[Dataset records — start]

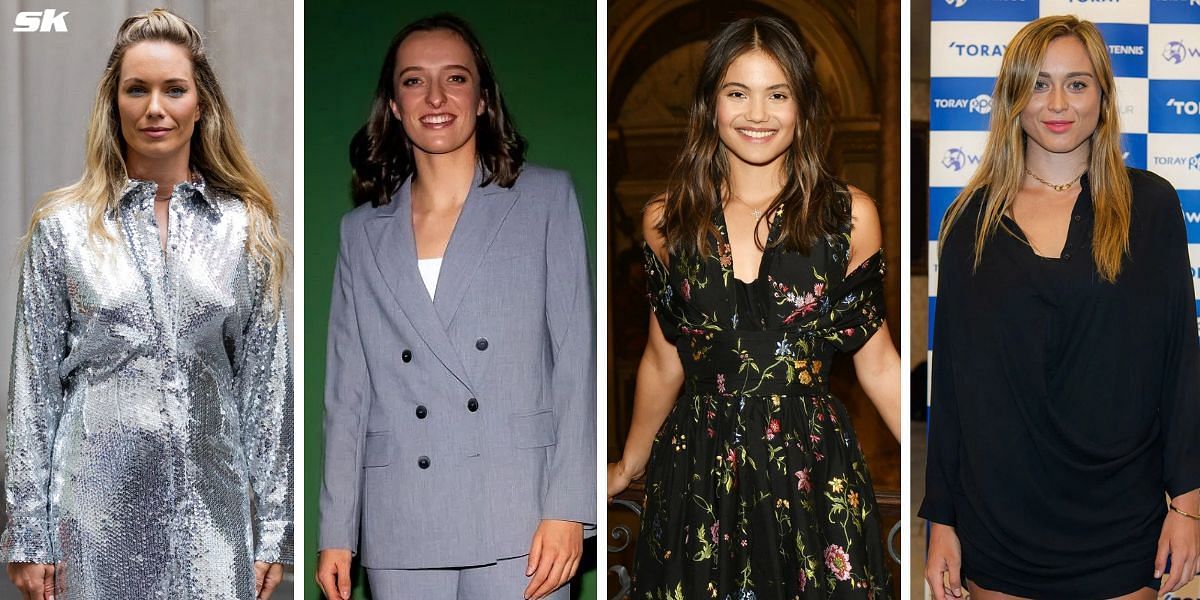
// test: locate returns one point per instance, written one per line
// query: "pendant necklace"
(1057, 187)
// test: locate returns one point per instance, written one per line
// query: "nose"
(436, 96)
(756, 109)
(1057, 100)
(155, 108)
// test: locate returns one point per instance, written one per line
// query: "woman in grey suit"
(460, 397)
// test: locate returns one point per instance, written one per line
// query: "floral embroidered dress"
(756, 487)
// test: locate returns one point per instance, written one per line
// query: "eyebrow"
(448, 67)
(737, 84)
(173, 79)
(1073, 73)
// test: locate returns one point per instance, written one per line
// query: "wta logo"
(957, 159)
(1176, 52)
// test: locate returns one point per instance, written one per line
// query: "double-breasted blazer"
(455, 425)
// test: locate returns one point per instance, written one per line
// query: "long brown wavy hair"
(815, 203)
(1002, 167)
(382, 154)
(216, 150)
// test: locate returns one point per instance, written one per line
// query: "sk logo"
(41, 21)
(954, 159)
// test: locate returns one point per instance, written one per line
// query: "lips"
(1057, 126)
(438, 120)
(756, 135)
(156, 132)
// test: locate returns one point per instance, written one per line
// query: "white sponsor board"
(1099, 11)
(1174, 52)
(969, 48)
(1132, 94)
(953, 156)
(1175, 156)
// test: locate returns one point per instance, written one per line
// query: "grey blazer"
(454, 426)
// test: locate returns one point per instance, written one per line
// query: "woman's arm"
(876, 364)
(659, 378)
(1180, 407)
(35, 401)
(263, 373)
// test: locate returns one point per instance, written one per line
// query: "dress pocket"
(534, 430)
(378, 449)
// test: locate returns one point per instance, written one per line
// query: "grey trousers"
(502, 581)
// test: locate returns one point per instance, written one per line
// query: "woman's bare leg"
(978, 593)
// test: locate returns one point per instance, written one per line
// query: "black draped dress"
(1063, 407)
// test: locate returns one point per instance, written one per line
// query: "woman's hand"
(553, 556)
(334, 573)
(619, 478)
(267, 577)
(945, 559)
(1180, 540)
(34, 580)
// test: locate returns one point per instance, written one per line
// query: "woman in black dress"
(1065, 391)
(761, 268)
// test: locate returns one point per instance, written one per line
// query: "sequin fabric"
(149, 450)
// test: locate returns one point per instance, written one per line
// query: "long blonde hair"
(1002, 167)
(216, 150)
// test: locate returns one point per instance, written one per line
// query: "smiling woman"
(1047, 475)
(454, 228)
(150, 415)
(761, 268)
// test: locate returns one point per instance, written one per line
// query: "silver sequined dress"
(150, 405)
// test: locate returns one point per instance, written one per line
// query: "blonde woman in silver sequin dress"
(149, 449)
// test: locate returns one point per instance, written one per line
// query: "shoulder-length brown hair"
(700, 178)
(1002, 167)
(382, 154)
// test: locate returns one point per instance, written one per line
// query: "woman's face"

[Dataset records — finish]

▶ _Exercise details_
Could you copy out every record exactly, minus the pictures?

▶ _The answer_
// test: locate returns one point per instance, written one per line
// query: "pendant necklace"
(1057, 187)
// test: locate returns one point per instance, written one per line
// query: "nose"
(436, 96)
(756, 109)
(1057, 100)
(155, 108)
// test: locate returns one point per instance, written one per line
// query: "woman in grey suit"
(460, 397)
// test: locate returns one point per instance, written one per line
// query: "floral embroidered dress"
(756, 487)
// test: locate returns one point per instance, written one per line
// query: "eyebrow"
(448, 67)
(737, 84)
(173, 79)
(1073, 73)
// test: locate returns one point per instance, written one per line
// query: "wta logo"
(957, 159)
(1176, 52)
// test: locate returns one point per instance, written one per line
// query: "double-breasted blazer"
(455, 425)
// test: locate returns one point per instance, written one per line
// query: "long brown wavy hair"
(815, 203)
(1002, 167)
(382, 154)
(216, 150)
// test: locate returns one point per instance, written one per line
// query: "sk logo"
(41, 21)
(954, 159)
// test: locate returns one point per instance, written one per line
// query: "lips"
(1057, 126)
(438, 120)
(756, 135)
(156, 132)
// test: locate returns one point per instance, written one per line
// query: "white sponsor board"
(1099, 11)
(1174, 52)
(969, 48)
(1132, 94)
(953, 156)
(1175, 156)
// test: locate returns one point per instance, written one per line
// query: "grey blazer"
(454, 426)
// test: locate returns one point per instance, written one per line
// query: "woman's arm"
(876, 364)
(659, 378)
(1180, 407)
(35, 401)
(263, 373)
// test: locate returns one point per instance, written one per line
// query: "dress pocket"
(534, 430)
(378, 449)
// test: locate returns one point per instance, written one per line
// query: "grey trousers"
(502, 581)
// test: locate returns one point per instance, written one per line
// query: "woman's bare leg"
(978, 593)
// test: locate returns one point per instance, written one per line
// query: "black draped dress"
(1063, 407)
// test: locate returns one point per instance, written one per line
// query: "woman's hand"
(553, 556)
(334, 573)
(619, 478)
(267, 577)
(945, 559)
(1180, 540)
(34, 580)
// test: locate returns one point per instance, written one per line
// query: "woman in black dress"
(1065, 391)
(761, 268)
// test: locate returns one point per instance, written one per line
// query: "sequin fabric"
(149, 450)
// test: locate returns one point per instance, written one per line
// query: "long blonde hair"
(1002, 167)
(216, 150)
// test: locate returns one point per instance, written one per line
// query: "smiling woman"
(1047, 475)
(454, 228)
(150, 415)
(761, 268)
// test: locate returns one point per instance, written one per line
// query: "silver sequined dress"
(150, 405)
// test: locate returns one point per instance, written one per line
// query: "blonde woman in silver sequin dress"
(149, 449)
// test: locate returns one point per instance, written one per line
// query: "shoulder-length brown hair"
(700, 178)
(1002, 167)
(382, 154)
// test: locate returns one point per instance, written one per line
// query: "woman's face"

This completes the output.